• [GIVEN DATA]:
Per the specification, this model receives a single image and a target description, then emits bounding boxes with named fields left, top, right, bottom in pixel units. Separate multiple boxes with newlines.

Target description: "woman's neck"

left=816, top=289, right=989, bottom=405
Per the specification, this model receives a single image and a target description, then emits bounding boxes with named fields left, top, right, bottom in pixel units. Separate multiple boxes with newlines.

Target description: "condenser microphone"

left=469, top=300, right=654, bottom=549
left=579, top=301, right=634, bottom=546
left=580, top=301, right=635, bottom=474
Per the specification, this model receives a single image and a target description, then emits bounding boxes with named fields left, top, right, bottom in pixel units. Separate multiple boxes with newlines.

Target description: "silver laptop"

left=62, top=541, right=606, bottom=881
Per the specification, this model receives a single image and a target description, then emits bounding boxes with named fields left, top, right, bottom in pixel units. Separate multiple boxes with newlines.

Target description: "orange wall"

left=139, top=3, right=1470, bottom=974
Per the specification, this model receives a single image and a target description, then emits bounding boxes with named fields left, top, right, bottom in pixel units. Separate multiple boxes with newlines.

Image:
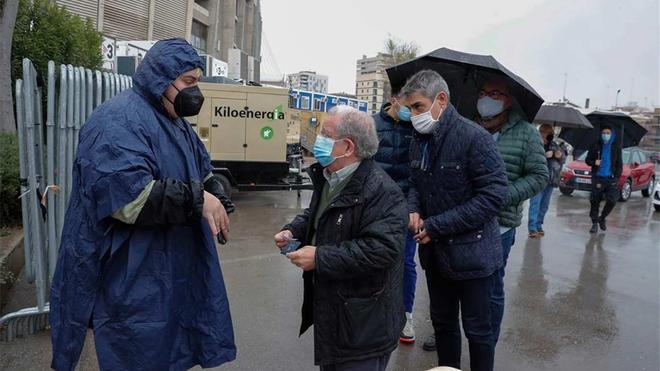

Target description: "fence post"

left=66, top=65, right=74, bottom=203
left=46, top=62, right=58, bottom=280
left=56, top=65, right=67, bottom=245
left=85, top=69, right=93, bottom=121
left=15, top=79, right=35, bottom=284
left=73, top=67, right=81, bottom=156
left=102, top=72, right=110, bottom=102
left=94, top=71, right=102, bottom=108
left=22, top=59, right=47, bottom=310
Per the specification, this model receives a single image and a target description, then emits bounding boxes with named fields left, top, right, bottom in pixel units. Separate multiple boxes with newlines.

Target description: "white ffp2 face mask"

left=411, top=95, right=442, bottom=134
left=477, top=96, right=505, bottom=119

• [INSTRUCTIONS FOR THE TASK]: The records are to be retyped in full and exactly, with no image carried over.

• [OUTPUT BELOW]:
Per the specification, this model receives a single image and a target description, then emits bounding boxes with named fields left, top, right, bottom in pixel units. Separate multiple boxes with newlines.

Target description: "woman's neck"

left=816, top=289, right=989, bottom=405
Per the specification, this model receives a single image and a target description, then emits bounding boxes with named fields left, top, right, bottom in pixel units. Separate multiple boxes with newlines.

Target description: "condenser microphone"

left=469, top=300, right=654, bottom=549
left=579, top=301, right=634, bottom=546
left=580, top=301, right=635, bottom=474
Per the specification, this model receives a single image and a target description, then emits bounding boxes with named fields left, top, right, bottom in pixel units. Separate multiple boxes with newlines.

Target description: "silver laptop"

left=62, top=541, right=606, bottom=881
Per the specification, this model receives a single image and a target description, then emits bounding boxes with named fields left, top, right, bottom in pixel units. Separate multiple boxes with newlines.

Target description: "orange wall"

left=139, top=3, right=1470, bottom=974
Per the specification, this model receives a single image and a target description, then emits bounding boxes with named fields left, top, right, bottom in pixel units. Separate multiple boxes with newlines.

Image:

Target description: "fence post"

left=66, top=65, right=74, bottom=203
left=46, top=62, right=58, bottom=280
left=56, top=65, right=67, bottom=245
left=85, top=69, right=93, bottom=121
left=15, top=79, right=35, bottom=284
left=73, top=67, right=81, bottom=156
left=102, top=72, right=110, bottom=102
left=94, top=71, right=102, bottom=108
left=22, top=59, right=47, bottom=310
Per the specification, this model receives a single image and a target description, then emits bounding boxes with named fields left, top, right, bottom in pixel units. Separate multiple boxes with newlines.

Target description: "white ffp2 face mask"

left=411, top=95, right=442, bottom=134
left=477, top=96, right=505, bottom=119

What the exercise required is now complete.